**Short problem 1:** According to the biography of Ahmad Said, on what date did his term officially end?
**Short problem 2:** Rewrite the part of the biography of Ahmad Said between "Datuk Seri Panglima" and "Anti-Corruption Agency (ACA).", inclusive, with "civil servant" changed to "public official".

Datuk Seri Panglima Ahmad Said bin Hamdan (Jawi: أحمد سيد بن حمدان; died 22 September 2019) was a Malaysian civil servant who served as the first chief commissioner of the Malaysian Anti-Corruption Commission (MACC) when it was created from the preceding Anti-Corruption Agency (ACA).

Career 
Ahmad Said succeeded Zulkipli Mat Noor as director-general of the ACA in mid-May 2007 after the latter's contract was not renewed amidst graft allegations. When the ACA was upgraded into a full commission body known as the MACC, Ahmad Said was in turn, made its first chief commissioner.

On 4 December 2009, the Chief Secretary to the Government of Malaysia, Mohamad Sidek Hassan, announced that Ahmad Said has opted for early retirement at the end of 2009 with his contract due to expire in May 2010. His term officially came to an end on 31 December 2009 instead of 25 May 2010. On the following day, he released a statement denying that his early retirement was due to pressure from outsiders or political parties. He added that his retirement was due to his own personal reasons and after having served in the commission for a long period rather than because of other reasons. Ahmad Said said he retired early to give way to his successor and to spend time with his family after serving with the MACC for 34 years. Then-prime minister, Mohammad Najib Abdul Razak, also reiterated that Ahmad Said retired early because he wanted to spend more time with his family and that it has nothing to do with Teoh Beng Hock's death. The government also did not request him to retire 6 months earlier.

**Entries:**
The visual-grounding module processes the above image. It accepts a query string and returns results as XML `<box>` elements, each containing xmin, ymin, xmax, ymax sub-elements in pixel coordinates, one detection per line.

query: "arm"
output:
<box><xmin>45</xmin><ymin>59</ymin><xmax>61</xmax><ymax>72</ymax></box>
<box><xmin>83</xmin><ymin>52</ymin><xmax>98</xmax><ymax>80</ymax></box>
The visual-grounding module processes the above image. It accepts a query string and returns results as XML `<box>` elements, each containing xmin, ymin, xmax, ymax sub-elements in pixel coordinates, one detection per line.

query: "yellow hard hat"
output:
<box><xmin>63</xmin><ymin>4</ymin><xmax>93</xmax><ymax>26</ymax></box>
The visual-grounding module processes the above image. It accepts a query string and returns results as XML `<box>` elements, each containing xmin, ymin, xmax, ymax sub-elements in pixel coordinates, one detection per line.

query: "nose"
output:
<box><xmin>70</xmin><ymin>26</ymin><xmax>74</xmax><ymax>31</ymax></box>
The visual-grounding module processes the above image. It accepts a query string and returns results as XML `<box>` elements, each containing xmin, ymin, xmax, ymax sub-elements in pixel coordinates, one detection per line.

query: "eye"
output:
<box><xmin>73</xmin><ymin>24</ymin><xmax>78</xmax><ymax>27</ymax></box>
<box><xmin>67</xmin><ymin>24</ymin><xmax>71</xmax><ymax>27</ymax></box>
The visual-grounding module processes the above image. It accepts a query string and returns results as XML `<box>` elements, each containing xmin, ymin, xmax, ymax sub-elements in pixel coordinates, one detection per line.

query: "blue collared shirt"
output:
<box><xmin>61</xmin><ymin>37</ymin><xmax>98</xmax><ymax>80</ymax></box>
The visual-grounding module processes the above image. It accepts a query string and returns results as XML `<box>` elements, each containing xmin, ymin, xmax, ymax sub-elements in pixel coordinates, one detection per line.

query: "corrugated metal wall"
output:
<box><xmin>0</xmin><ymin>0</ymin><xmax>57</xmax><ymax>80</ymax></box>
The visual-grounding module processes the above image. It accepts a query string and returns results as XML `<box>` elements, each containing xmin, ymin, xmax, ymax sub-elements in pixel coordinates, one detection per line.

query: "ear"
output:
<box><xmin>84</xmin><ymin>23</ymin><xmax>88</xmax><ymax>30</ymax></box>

**Written response 1:** 31 December 2009

**Written response 2:**
Datuk Seri Panglima Ahmad Said bin Hamdan (Jawi: أحمد سيد بن حمدان; died 22 September 2019) was a Malaysian public official who served as the first chief commissioner of the Malaysian Anti-Corruption Commission (MACC) when it was created from the preceding Anti-Corruption Agency (ACA).